* [WORK TASK]:
Give all the lines below again, exactly, with no pictures.

* [GIVEN ENTRIES]:
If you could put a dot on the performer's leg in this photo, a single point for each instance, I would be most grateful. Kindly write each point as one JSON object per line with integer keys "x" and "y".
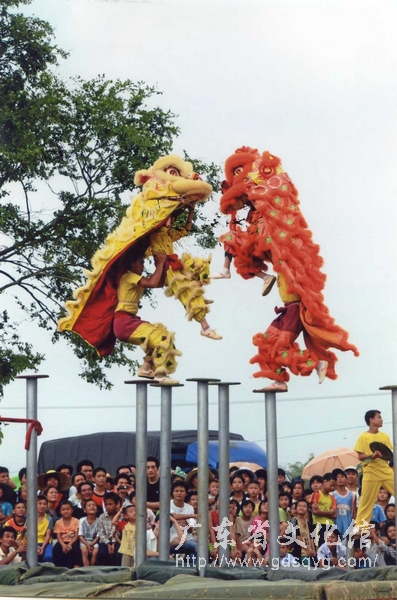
{"x": 187, "y": 287}
{"x": 158, "y": 344}
{"x": 368, "y": 498}
{"x": 208, "y": 332}
{"x": 224, "y": 273}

* [REPLY TO THE TASK]:
If you could put a dot on the performer's leg in this photo, a single point for each instance, I would be most grateful. Kindly write each point as one JSON object per line with integer keys "x" and "y".
{"x": 187, "y": 287}
{"x": 158, "y": 344}
{"x": 368, "y": 498}
{"x": 208, "y": 332}
{"x": 224, "y": 273}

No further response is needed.